(Stored items)
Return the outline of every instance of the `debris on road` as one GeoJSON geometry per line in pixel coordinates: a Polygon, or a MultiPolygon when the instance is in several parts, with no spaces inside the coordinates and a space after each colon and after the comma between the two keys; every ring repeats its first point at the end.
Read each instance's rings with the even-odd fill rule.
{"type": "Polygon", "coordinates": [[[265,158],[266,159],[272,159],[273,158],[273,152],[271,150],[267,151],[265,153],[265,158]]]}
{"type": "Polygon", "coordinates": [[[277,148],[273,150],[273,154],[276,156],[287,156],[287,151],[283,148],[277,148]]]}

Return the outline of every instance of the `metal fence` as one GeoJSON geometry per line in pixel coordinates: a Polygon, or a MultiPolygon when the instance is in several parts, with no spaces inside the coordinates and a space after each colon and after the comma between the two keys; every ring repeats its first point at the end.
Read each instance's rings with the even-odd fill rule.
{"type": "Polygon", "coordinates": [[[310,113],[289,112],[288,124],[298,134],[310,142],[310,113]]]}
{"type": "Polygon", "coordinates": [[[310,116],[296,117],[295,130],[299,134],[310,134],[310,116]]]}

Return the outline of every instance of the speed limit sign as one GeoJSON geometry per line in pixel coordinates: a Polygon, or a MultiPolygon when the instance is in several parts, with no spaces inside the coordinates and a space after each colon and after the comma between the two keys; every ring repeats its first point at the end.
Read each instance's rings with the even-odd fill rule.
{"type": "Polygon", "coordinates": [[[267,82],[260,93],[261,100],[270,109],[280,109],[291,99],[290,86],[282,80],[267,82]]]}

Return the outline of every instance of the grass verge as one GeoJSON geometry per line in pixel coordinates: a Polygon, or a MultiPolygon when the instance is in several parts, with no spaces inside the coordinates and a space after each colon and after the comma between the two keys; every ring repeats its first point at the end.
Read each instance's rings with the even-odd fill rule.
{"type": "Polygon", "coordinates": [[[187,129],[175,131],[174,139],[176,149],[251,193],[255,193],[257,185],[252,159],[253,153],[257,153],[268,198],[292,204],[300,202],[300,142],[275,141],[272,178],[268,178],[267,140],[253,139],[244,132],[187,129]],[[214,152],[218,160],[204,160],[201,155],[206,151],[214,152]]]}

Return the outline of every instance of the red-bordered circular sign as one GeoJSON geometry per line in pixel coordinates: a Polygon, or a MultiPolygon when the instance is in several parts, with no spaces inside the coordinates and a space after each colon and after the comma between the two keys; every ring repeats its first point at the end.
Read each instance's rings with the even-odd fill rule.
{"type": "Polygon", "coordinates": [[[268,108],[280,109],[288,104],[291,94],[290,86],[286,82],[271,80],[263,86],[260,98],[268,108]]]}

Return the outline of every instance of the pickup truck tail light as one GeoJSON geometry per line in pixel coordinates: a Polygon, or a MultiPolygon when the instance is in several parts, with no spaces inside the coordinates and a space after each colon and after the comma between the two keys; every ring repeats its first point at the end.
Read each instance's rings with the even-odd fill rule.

* **To do**: Every line above from the line with "Return the outline of every instance of the grass" to the line with "Return the outline of every instance of the red-bordered", both included, must be reproduced exactly, and no other line may appear.

* **Answer for this exercise**:
Return the outline of every instance of the grass verge as one GeoJSON geometry per line in pixel coordinates: a Polygon, or a MultiPolygon when the instance is in several parts, with no spaces inside the coordinates and a space after each colon and after the comma between the two keys; every ring repeats its first point at the end.
Read each instance's rings with the even-odd fill rule.
{"type": "Polygon", "coordinates": [[[187,129],[175,131],[174,139],[176,149],[251,193],[255,193],[257,185],[252,159],[253,153],[257,153],[268,198],[292,204],[300,202],[300,142],[275,141],[272,178],[268,178],[267,140],[253,139],[244,132],[187,129]],[[214,152],[218,160],[204,160],[201,155],[206,151],[214,152]]]}

Return the outline of every instance of the red-bordered circular sign as one GeoJSON geometry per line in pixel coordinates: a Polygon, or a MultiPolygon when the instance is in several parts, with no spaces inside the coordinates and a space after each colon and after the comma between the two keys; every ring repeats its first point at the end.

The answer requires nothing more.